EXTRAIT DU DOCUMENT:
####
Par ailleurs, l’article 60 du même code indique que lesdites sociétés qui n’ont pas opté pour le régime fiscal des sociétés de capitaux sont tenues aux obligations qui incombent normalement aux exploitants individuels, avec la précision au sein du Livre des Procédures Fiscales que la procédure de vérification des déclarations est suivie entre l’administration des impôts et la société elle-même. Cette disposition oh combien primordiale empêche ainsi, en toute légalité, l’administration fiscale (française et a fortiori l’administration belge) de vérifier, lors d’un contrôle de la déclaration de l’associé, si la quote-part des bénéfices sociaux y mentionné est fondée. Un contrôle préalable de la déclaration des revenus déposée par la société elle-même est impératif avant de pouvoir éventuellement redresser le revenu imposable dans le chef de l’associé.
####
MATÉRIEL RECUEILLI:

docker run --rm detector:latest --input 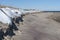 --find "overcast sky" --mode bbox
[0,0,60,11]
####
Recopiez le passage de l'extrait sur l'imposition des sociétés qui commence par « Par ailleurs, l’article » et se poursuit jusqu'à « chef de l’associé. » inclus.

RÉSULTAT OBTENU:
Par ailleurs, l’article 60 du même code indique que lesdites sociétés qui n’ont pas opté pour le régime fiscal des sociétés de capitaux sont tenues aux obligations qui incombent normalement aux exploitants individuels, avec la précision au sein du Livre des Procédures Fiscales que la procédure de vérification des déclarations est suivie entre l’administration des impôts et la société elle-même. Cette disposition oh combien primordiale empêche ainsi, en toute légalité, l’administration fiscale (française et a fortiori l’administration belge) de vérifier, lors d’un contrôle de la déclaration de l’associé, si la quote-part des bénéfices sociaux y mentionné est fondée. Un contrôle préalable de la déclaration des revenus déposée par la société elle-même est impératif avant de pouvoir éventuellement redresser le revenu imposable dans le chef de l’associé.